- [CHALLENGE]: Retype everything from the line containing "Phrase: underwater haze" down to the end of the records below, keeping each line identical to the original.

Stored entries
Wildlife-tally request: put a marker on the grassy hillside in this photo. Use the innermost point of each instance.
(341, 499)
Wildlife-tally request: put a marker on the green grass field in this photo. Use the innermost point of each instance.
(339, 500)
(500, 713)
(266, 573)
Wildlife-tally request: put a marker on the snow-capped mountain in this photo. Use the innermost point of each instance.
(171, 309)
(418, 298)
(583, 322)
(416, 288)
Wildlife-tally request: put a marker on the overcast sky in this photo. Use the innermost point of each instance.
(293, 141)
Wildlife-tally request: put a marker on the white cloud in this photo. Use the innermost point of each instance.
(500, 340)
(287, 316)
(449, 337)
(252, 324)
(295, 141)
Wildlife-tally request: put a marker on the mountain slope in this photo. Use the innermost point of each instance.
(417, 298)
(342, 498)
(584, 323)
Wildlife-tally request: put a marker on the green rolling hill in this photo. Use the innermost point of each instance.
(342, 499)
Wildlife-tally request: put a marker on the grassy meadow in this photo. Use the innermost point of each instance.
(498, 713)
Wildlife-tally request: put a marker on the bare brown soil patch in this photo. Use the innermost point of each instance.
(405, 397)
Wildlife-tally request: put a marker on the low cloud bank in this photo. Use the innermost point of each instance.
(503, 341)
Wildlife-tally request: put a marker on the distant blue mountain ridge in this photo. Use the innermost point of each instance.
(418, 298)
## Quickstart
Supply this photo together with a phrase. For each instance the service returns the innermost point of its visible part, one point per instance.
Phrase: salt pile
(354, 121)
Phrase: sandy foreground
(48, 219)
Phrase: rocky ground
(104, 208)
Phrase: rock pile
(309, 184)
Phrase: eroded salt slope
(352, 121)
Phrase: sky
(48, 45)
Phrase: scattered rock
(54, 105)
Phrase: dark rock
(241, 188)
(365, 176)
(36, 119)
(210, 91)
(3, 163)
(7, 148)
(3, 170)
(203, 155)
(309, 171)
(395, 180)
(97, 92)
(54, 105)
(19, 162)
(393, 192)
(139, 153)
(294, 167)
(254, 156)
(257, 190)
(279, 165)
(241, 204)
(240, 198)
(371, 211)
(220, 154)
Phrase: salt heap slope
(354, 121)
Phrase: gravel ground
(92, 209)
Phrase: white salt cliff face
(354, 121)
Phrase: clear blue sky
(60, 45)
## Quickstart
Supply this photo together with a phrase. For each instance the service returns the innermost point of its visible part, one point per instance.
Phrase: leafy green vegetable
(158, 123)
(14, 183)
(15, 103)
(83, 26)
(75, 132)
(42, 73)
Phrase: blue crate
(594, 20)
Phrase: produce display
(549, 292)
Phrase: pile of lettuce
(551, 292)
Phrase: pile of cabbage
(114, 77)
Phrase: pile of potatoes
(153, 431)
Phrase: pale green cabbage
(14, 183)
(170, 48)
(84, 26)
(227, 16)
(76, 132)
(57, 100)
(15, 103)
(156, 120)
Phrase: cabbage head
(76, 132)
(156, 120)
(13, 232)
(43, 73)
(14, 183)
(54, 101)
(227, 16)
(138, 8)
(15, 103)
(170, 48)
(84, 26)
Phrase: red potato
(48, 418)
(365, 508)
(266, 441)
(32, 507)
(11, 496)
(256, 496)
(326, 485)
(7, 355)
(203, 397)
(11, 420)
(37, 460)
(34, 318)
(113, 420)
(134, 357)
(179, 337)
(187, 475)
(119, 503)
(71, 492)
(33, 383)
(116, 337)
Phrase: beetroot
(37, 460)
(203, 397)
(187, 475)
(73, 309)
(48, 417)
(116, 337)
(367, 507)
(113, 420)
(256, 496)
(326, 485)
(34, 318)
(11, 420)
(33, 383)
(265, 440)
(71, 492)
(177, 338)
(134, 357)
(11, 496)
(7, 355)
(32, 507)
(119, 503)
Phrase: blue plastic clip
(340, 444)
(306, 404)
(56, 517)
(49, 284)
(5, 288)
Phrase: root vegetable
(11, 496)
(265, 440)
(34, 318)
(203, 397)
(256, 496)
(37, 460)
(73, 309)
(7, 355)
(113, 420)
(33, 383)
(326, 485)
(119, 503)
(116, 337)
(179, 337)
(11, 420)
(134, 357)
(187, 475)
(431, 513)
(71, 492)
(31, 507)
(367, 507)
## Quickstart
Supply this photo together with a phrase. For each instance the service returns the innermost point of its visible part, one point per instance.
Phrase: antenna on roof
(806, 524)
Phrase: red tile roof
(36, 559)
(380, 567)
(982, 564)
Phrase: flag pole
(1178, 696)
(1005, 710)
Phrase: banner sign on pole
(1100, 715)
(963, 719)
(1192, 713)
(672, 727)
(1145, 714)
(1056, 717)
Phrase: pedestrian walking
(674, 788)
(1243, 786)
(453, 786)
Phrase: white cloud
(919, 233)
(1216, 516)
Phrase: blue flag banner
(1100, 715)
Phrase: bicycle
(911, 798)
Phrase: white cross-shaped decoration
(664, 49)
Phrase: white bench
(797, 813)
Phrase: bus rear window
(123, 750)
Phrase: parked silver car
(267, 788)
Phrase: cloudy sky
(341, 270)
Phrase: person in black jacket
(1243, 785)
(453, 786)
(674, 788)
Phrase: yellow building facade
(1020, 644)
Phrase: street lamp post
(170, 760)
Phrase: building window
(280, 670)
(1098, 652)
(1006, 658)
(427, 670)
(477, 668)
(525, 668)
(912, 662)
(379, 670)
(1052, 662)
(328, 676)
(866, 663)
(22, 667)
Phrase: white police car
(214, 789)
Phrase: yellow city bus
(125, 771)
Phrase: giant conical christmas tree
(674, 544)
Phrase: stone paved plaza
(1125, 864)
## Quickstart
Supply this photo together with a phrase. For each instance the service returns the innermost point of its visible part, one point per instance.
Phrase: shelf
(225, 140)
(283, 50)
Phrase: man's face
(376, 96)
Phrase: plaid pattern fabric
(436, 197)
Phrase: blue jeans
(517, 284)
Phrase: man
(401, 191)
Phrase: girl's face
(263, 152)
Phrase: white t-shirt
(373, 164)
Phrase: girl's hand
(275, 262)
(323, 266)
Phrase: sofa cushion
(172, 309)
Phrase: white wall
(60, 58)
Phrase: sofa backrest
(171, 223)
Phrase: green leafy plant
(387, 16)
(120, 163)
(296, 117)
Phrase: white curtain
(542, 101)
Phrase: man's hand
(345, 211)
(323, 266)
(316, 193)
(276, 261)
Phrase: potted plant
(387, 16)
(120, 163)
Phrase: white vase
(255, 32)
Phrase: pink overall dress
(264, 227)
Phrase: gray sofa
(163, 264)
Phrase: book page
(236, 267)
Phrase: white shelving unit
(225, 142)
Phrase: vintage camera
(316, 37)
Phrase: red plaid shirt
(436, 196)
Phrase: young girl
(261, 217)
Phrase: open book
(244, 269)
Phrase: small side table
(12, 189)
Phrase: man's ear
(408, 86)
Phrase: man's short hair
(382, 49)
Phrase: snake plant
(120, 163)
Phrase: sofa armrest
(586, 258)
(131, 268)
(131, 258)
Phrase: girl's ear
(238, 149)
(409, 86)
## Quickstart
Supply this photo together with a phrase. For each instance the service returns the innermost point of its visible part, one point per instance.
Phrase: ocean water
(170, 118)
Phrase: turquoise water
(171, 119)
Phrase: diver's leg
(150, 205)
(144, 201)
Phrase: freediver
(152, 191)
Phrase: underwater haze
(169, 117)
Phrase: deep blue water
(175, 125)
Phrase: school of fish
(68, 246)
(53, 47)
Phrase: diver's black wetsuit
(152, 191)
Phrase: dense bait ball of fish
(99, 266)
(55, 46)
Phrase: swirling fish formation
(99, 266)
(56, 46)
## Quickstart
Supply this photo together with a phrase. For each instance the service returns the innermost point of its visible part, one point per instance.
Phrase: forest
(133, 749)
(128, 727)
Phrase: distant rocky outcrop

- [RESPONSE]:
Phrase: underwater haze
(169, 117)
Phrase: deep blue water
(175, 125)
Phrase: school of fish
(68, 246)
(53, 47)
Phrase: diver's black wetsuit
(152, 191)
Phrase: dense bait ball of fish
(99, 266)
(55, 46)
Phrase: swirling fish formation
(99, 266)
(56, 46)
## Quickstart
Supply this photo together with a phrase. For each instance the service returns the innermost point of its visible part, one point per instance.
Phrase: forest
(133, 749)
(128, 727)
Phrase: distant rocky outcrop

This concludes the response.